- DIRECTIONS FOR THIS TASK -
The answer must be an exact copy of the lines from the one containing "<point>357,384</point>" through the final line of the material, both included, and nothing else.
====== RECORDS PROVIDED ======
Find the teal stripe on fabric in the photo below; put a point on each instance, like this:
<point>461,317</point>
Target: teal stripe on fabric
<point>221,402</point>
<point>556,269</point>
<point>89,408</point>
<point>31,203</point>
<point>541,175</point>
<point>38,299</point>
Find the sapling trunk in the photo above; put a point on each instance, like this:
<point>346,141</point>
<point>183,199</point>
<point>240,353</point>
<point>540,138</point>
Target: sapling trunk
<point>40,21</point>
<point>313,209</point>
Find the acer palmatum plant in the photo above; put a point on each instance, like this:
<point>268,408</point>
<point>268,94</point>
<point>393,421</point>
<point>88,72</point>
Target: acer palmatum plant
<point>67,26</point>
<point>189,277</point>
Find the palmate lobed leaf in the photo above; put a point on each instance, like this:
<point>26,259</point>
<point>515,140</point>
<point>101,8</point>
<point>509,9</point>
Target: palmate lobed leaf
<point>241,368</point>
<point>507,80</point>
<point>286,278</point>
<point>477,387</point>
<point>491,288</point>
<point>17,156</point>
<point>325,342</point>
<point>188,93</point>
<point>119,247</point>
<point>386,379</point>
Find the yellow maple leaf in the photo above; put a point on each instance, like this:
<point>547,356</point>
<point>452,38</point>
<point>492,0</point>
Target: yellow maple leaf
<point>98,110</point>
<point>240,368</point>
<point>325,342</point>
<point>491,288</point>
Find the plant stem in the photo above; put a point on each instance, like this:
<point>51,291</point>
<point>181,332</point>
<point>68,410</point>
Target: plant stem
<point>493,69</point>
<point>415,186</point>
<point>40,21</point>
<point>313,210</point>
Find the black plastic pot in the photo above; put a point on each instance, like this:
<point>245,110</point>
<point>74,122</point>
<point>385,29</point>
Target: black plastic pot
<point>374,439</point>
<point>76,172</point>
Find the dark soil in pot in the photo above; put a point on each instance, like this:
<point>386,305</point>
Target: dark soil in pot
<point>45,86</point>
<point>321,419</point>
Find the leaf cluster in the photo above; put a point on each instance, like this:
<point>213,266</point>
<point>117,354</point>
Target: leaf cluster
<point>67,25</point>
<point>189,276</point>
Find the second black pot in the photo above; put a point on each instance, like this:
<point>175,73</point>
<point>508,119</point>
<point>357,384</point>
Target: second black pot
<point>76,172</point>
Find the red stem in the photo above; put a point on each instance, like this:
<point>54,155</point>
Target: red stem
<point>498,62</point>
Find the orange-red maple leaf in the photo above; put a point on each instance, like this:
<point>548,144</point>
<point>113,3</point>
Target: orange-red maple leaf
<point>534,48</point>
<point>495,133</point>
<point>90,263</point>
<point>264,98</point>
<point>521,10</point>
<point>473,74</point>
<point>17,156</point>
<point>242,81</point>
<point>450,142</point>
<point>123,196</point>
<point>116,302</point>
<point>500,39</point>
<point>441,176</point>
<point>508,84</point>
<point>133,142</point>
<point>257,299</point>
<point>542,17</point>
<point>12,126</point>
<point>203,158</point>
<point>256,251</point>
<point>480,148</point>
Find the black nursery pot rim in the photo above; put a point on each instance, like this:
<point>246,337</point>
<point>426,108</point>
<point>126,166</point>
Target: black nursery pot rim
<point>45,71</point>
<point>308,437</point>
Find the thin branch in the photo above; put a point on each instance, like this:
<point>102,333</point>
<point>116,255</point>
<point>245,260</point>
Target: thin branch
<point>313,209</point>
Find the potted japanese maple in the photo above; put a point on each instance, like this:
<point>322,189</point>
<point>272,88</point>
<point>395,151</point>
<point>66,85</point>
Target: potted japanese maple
======
- TASK RESPONSE -
<point>357,384</point>
Target: second black pot
<point>76,172</point>
Find the red stem in the photo above; put a point on each instance, like this:
<point>54,155</point>
Target: red stem
<point>498,62</point>
Find the orange-red maple leaf in the photo above; put a point on each instance, like this:
<point>548,144</point>
<point>113,3</point>
Target: orange-red maple leaf
<point>534,48</point>
<point>495,133</point>
<point>90,263</point>
<point>264,98</point>
<point>521,10</point>
<point>473,74</point>
<point>17,156</point>
<point>242,81</point>
<point>450,142</point>
<point>123,196</point>
<point>116,302</point>
<point>500,39</point>
<point>441,176</point>
<point>508,84</point>
<point>133,142</point>
<point>257,299</point>
<point>542,17</point>
<point>12,126</point>
<point>203,158</point>
<point>256,251</point>
<point>480,148</point>
Find the black nursery pot rim in the photo above; put a point on each instance, like this:
<point>246,337</point>
<point>426,108</point>
<point>126,166</point>
Target: black nursery pot rim
<point>45,71</point>
<point>308,437</point>
Find the thin branch in the photo above; put a point on each instance, like this:
<point>102,333</point>
<point>116,255</point>
<point>245,260</point>
Target: thin branch
<point>313,209</point>
Find the potted japanese maple in the photo above; put a point on each instance, like this:
<point>322,189</point>
<point>272,88</point>
<point>395,151</point>
<point>66,85</point>
Target: potted japanese maple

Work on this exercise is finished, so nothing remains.